Task input |
+ + + + +

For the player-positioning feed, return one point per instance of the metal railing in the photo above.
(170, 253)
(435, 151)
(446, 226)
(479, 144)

+ + + + +

Exercise aim | Turn all the entries above into a numbered list, leaving out any blank lines.

Exercise output |
1. For the player-positioning feed, return one point per instance of the metal railing in the photo above.
2. (170, 253)
3. (435, 151)
4. (446, 226)
5. (479, 144)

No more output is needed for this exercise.